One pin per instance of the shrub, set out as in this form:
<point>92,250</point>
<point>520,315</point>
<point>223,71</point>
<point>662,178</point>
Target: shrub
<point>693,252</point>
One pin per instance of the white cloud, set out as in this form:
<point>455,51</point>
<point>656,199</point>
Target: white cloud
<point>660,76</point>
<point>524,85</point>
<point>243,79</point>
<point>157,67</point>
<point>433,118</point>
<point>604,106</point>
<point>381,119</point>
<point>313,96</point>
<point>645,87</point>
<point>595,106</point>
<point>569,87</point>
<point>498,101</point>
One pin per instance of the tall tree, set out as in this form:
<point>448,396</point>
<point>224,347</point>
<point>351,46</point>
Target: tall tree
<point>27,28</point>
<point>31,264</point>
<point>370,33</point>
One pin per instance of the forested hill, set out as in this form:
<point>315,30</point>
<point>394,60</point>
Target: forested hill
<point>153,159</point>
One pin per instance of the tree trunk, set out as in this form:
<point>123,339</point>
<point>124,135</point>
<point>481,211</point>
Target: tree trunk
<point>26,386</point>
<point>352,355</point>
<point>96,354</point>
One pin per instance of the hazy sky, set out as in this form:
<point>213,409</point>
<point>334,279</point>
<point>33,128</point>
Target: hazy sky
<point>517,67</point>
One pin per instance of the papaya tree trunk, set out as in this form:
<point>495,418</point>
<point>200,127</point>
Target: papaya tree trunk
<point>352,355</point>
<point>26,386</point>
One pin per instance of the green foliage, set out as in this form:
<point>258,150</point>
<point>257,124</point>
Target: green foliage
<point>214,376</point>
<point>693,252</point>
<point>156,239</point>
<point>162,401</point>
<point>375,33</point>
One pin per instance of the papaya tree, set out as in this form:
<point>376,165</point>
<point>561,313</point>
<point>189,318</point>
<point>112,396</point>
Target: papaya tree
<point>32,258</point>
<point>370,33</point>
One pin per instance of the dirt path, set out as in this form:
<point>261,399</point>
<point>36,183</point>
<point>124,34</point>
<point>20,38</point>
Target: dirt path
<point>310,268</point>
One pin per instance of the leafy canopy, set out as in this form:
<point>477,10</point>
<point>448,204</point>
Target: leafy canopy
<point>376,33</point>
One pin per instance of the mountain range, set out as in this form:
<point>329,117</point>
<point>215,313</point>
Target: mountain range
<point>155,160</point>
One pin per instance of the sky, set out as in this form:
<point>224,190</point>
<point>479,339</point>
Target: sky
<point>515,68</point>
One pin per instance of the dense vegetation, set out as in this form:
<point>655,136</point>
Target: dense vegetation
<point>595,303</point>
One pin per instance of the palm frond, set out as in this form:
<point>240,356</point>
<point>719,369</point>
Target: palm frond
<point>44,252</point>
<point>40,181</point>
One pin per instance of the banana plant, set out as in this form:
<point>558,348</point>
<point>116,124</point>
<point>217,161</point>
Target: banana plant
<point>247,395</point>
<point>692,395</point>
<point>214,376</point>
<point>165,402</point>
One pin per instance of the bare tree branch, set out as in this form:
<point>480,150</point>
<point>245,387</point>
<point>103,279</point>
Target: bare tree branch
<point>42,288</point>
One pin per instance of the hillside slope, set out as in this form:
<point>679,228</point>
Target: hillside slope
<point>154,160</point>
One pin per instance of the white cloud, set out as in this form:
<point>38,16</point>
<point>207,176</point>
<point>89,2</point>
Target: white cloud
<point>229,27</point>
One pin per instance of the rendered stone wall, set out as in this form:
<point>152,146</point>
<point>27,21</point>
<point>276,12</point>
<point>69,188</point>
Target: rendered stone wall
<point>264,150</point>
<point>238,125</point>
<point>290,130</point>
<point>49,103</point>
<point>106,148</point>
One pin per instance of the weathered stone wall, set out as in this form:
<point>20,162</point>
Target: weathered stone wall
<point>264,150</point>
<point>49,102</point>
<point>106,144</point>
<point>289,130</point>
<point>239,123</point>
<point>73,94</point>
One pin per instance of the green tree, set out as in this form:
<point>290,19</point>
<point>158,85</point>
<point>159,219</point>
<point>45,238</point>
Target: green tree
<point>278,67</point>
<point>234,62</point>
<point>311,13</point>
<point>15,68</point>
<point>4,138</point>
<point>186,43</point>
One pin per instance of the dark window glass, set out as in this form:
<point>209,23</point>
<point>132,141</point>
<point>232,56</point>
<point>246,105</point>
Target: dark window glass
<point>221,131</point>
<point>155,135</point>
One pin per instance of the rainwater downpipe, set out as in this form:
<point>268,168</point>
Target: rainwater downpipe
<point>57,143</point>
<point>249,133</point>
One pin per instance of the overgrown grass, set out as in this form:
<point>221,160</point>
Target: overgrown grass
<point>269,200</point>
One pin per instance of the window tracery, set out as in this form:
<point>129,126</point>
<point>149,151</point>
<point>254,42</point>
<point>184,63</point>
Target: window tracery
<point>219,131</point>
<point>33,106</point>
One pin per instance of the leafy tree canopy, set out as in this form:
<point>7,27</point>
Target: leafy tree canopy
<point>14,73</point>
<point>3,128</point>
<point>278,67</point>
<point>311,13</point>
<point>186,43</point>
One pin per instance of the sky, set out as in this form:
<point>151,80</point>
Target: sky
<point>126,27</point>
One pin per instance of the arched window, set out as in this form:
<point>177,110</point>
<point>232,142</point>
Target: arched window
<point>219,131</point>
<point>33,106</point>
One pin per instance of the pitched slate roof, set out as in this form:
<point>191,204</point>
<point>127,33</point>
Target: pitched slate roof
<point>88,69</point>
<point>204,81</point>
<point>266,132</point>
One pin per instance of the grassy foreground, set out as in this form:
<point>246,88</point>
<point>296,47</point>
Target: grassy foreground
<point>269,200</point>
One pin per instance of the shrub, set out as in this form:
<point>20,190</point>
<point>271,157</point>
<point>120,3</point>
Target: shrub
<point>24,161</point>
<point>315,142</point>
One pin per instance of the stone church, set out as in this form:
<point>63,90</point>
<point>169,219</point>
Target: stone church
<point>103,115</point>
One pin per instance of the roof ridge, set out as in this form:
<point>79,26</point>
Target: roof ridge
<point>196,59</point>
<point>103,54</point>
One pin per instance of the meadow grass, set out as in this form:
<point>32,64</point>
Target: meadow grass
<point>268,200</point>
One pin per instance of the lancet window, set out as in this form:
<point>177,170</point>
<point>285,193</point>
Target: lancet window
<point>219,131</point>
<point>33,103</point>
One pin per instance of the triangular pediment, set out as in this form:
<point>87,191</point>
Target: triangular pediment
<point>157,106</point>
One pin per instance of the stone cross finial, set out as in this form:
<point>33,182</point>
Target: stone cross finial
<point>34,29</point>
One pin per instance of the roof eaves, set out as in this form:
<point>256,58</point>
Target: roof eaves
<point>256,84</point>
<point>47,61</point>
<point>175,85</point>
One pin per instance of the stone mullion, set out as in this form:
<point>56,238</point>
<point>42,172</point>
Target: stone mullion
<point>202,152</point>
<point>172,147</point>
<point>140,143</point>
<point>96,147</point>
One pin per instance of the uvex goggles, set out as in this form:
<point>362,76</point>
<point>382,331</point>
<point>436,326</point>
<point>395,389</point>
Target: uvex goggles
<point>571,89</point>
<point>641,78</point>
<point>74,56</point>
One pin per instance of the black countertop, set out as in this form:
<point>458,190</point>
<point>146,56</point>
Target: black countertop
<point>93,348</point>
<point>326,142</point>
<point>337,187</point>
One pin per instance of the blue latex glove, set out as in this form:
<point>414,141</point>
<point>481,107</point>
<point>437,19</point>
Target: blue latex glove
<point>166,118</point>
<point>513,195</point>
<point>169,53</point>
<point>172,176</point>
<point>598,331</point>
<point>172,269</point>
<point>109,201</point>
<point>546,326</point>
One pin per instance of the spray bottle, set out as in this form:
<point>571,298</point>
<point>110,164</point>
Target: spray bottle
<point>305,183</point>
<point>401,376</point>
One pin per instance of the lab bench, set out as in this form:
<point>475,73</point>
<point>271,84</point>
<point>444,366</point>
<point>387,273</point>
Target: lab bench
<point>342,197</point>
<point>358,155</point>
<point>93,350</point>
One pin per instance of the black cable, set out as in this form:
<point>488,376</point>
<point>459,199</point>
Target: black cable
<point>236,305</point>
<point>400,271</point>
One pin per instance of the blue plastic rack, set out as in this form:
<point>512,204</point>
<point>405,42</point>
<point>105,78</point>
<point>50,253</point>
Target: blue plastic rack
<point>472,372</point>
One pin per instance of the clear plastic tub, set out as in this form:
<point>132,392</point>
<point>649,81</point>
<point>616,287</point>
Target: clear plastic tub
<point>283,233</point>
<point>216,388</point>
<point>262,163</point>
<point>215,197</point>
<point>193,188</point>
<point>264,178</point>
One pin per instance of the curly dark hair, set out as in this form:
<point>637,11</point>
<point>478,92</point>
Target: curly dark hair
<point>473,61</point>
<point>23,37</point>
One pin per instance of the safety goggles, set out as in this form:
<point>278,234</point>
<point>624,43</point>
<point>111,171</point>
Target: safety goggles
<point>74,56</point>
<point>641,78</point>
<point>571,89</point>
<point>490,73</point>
====
TASK DIRECTIONS: Only those lines of the entries above that run from the line containing "<point>38,16</point>" to the line containing "<point>45,238</point>", both included, should be transcribed exactly.

EXERCISE RESULT:
<point>38,16</point>
<point>207,176</point>
<point>89,2</point>
Target: white cloud
<point>229,27</point>
One pin per instance of the rendered stone wall, set out as in this form:
<point>152,146</point>
<point>27,21</point>
<point>276,12</point>
<point>69,188</point>
Target: rendered stone wall
<point>264,150</point>
<point>238,125</point>
<point>290,130</point>
<point>49,103</point>
<point>106,148</point>
One pin per instance of the weathered stone wall, set out as in this form:
<point>20,162</point>
Target: weathered stone wall
<point>264,150</point>
<point>49,102</point>
<point>106,144</point>
<point>289,130</point>
<point>239,123</point>
<point>73,94</point>
One pin per instance of the green tree, set out as in this form:
<point>290,19</point>
<point>158,85</point>
<point>159,219</point>
<point>45,238</point>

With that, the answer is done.